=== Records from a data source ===
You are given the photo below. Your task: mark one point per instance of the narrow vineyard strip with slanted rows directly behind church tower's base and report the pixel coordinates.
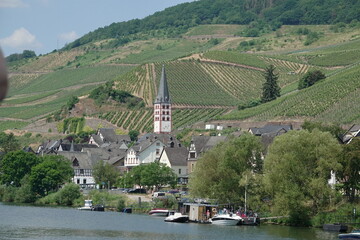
(142, 120)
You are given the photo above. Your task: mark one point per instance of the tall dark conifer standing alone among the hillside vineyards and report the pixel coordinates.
(271, 89)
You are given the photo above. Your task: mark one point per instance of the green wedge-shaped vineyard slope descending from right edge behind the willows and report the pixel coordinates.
(310, 102)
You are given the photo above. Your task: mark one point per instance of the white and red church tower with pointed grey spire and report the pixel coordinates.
(162, 107)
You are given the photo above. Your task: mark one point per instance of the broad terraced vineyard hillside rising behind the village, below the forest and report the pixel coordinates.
(211, 68)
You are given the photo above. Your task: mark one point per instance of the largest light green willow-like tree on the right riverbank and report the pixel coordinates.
(296, 172)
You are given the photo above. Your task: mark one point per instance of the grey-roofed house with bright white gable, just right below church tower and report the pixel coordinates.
(176, 159)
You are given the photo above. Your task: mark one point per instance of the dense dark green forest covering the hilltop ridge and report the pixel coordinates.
(260, 15)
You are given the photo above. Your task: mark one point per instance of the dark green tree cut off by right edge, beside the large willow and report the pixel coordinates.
(351, 167)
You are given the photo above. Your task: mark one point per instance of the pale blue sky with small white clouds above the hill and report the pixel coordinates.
(45, 25)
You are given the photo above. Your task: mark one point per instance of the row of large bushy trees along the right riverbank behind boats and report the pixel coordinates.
(291, 180)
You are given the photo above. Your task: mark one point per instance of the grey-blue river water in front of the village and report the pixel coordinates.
(29, 222)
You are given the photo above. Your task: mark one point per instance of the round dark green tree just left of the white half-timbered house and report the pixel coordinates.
(49, 174)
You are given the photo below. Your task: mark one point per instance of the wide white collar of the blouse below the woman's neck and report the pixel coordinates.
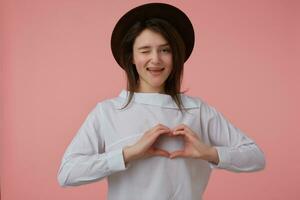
(159, 99)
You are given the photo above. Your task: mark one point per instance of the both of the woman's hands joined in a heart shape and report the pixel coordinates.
(193, 145)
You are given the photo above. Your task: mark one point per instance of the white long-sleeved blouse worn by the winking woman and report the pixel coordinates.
(96, 150)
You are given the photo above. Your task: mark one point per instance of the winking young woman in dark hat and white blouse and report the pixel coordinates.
(152, 141)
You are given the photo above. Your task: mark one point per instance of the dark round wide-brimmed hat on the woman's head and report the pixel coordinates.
(173, 15)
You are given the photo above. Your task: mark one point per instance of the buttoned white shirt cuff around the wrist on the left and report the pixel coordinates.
(115, 160)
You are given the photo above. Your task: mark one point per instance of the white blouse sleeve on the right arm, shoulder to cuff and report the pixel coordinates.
(237, 152)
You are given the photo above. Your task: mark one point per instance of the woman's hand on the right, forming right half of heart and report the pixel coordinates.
(194, 146)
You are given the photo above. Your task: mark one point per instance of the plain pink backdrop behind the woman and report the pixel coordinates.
(56, 64)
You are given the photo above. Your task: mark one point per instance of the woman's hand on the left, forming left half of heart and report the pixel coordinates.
(144, 147)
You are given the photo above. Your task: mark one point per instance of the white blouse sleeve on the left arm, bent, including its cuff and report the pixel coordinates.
(85, 160)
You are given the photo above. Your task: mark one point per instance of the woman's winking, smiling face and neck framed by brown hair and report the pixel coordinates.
(152, 57)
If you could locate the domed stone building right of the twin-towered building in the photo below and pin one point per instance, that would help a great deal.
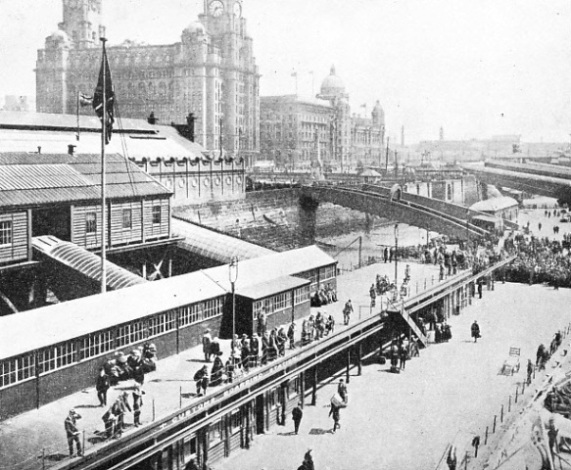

=== What you will do ===
The whole of the data needs to be copied word for word, though not its pictures.

=== Exercise output ===
You are given the photo below. Your task: mark one point per instance of the narrow vineyard strip with slanted rows directly behind church tower's base and report the pixel coordinates.
(142, 120)
You are given the photo above. Your task: mark one point per instance of the tall dark conifer standing alone among the hillside vineyards and report the pixel coordinates.
(271, 89)
You are given the photo above. Your task: mark one point per instance of the green wedge-shaped vineyard slope descending from right edge behind the willows and report the pixel coordinates.
(310, 102)
You are given the photo above. Your task: mark one point per instance of the white and red church tower with pointed grey spire and report the pixel coordinates.
(162, 107)
You are given the photo above. Your task: mark one point per instance of the broad terraced vineyard hillside rising behind the village, below the forest and report the pixel coordinates.
(211, 68)
You are given the photo above. Your task: mark one point per instance of the largest light green willow-like tree on the right riverbank and report the pixel coordinates.
(296, 172)
You are given the photo above. Your task: mark one point per instance of the grey-roofed house with bright white gable, just right below church tower and report the pixel coordinates.
(176, 159)
You are given the photo above. Your task: mark one point per instance of the dense dark green forest covering the hilltop ridge and report the pixel coordinates.
(260, 15)
You are given the photo above. Your task: mark one point per instance of the dark green tree cut off by right edge, beside the large willow and report the pixel coordinates.
(351, 167)
You are given the photo above. Your task: mark one point per instance of the pale blue sky with small white clouds above the hill and report the pixel coordinates.
(45, 25)
You are given the photo above. Your task: mark one point per instance of the row of large bushy trees along the right riverbank behind boats and report the pixel coordinates.
(291, 180)
You are given the photo above. Your task: mark one point per instance of the grey-blue river water in front of the village and report the pixel coordinates.
(29, 222)
You are given the photo above. Your task: mark one point per instance of the round dark green tree just left of the white half-timbered house and report the pixel coordinates.
(49, 174)
You are given the photo below. Your task: mark one point per instance of the wide white collar of the blouse below the woman's neck and report the pixel coordinates.
(159, 99)
You are given the photo above. Your task: mark one point per instance of the both of the woman's hands joined in a heart shape and report the pixel coordinates.
(193, 145)
You are given the photo above. Your task: mark one point per instance of the white long-sleeved blouse worn by the winking woman and report the pixel coordinates.
(96, 150)
You are given the photo above. Your task: mark one point per instance of the winking young woman in dark hat and white blouse and report the pixel coordinates.
(152, 141)
You are given the photo above. Your task: mark one point per instance of the dark round wide-brimmed hat on the woman's head and report the pixel coordinates.
(173, 15)
You are given the photo above. Your task: mark one point per instance of the buttoned white shirt cuff around the wrist on the left and report the pixel coordinates.
(115, 160)
You are given the photo above. Your task: mark one point per instance of the white blouse sleeve on the right arm, shoulder to cuff and report the pixel coordinates.
(237, 152)
You are given the photo above. Your task: mark one point per instance of the woman's hand on the right, forming right half of heart and report the pixel coordinates.
(194, 146)
You are given the photo above. Your task: mark one point per instance of the plain pink backdrop behind the woman and report the pixel coordinates.
(56, 64)
You are given the photo above. Your task: mark one point per instance of the woman's hand on the left, forming left half of heart and report the pixel coordinates.
(144, 147)
You are given the photo above. Your task: mark one point per instance of the white blouse sleeve on the left arm, bent, including its cuff and report the pixel coordinates.
(85, 160)
You are given the photo above. Your task: mark one point per instance of the woman's winking, smiling face and neck framed by brown hair and report the pixel coordinates.
(152, 57)
If you could locate the domed stone building right of the twin-towered building in the photo below and pin one point per instance, that would help a great deal.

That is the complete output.